# DATASET RECORDS:

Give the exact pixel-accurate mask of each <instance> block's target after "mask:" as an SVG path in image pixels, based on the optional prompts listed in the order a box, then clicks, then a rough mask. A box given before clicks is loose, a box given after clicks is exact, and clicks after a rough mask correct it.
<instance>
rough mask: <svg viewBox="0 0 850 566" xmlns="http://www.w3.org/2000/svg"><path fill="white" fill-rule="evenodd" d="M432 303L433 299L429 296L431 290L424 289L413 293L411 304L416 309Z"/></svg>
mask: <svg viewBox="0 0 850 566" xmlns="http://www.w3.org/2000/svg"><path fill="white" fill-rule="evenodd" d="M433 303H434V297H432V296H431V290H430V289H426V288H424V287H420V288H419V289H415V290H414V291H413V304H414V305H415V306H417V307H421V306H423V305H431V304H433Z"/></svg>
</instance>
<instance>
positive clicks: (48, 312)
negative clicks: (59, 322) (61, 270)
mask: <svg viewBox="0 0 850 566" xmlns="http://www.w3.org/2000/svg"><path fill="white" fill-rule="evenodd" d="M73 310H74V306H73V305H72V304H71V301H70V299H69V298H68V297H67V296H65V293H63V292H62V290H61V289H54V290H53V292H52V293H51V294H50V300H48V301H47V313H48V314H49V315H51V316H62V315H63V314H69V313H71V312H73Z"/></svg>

---

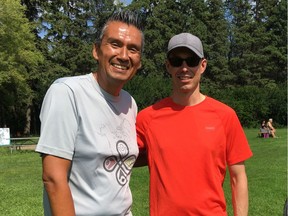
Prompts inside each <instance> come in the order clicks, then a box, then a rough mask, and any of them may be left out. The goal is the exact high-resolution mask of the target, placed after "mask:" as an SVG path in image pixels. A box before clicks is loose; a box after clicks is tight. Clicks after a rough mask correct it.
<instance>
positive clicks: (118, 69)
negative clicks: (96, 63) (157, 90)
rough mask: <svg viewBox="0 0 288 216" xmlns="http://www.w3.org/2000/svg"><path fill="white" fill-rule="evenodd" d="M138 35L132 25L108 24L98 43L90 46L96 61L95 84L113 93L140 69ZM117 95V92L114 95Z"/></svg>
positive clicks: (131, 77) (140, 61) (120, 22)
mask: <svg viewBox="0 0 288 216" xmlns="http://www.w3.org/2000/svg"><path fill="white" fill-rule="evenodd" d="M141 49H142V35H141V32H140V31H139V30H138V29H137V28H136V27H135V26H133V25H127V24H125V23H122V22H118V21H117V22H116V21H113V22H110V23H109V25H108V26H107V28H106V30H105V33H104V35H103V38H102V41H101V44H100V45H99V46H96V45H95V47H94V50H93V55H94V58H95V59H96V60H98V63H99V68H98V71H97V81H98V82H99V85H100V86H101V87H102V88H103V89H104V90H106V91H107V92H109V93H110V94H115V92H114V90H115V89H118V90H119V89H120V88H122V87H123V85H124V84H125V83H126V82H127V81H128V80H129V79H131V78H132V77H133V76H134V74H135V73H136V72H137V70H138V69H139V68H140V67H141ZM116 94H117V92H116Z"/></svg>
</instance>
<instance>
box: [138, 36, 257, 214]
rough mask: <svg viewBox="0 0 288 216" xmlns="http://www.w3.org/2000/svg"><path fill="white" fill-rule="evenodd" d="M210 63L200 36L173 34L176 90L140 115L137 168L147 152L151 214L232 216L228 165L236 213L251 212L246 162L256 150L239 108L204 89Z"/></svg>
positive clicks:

# WHAT THE TASK REQUIRES:
Within the material above, copy exactly the lines from the line that holds "positive clicks: (118, 69)" up to and including the line that holds "box: [138, 36, 257, 214]".

# ANSWER BOX:
positive clicks: (118, 69)
negative clicks: (96, 63) (157, 90)
rough mask: <svg viewBox="0 0 288 216" xmlns="http://www.w3.org/2000/svg"><path fill="white" fill-rule="evenodd" d="M138 35L132 25L108 24L98 43L90 46L96 61L95 84L113 93L140 69ZM117 95V92L114 95Z"/></svg>
positive clicks: (131, 77) (140, 61) (120, 22)
mask: <svg viewBox="0 0 288 216" xmlns="http://www.w3.org/2000/svg"><path fill="white" fill-rule="evenodd" d="M141 49H142V35H141V32H140V31H139V30H138V29H137V28H136V27H135V26H133V25H127V24H125V23H122V22H118V21H117V22H116V21H113V22H110V23H109V25H108V26H107V28H106V30H105V33H104V35H103V38H102V41H101V44H100V45H99V46H96V45H95V47H94V50H93V55H94V58H95V59H96V60H98V63H99V68H98V71H97V81H98V82H99V85H100V86H101V87H102V88H103V89H104V90H106V91H107V92H109V93H110V94H115V92H114V90H115V89H118V90H119V89H120V88H122V87H123V85H124V84H125V83H126V82H127V81H128V80H129V79H131V78H132V77H133V76H134V74H135V73H136V72H137V70H138V69H139V68H140V67H141ZM116 94H117V92H116Z"/></svg>
</instance>
<instance>
box: [138, 36, 257, 214]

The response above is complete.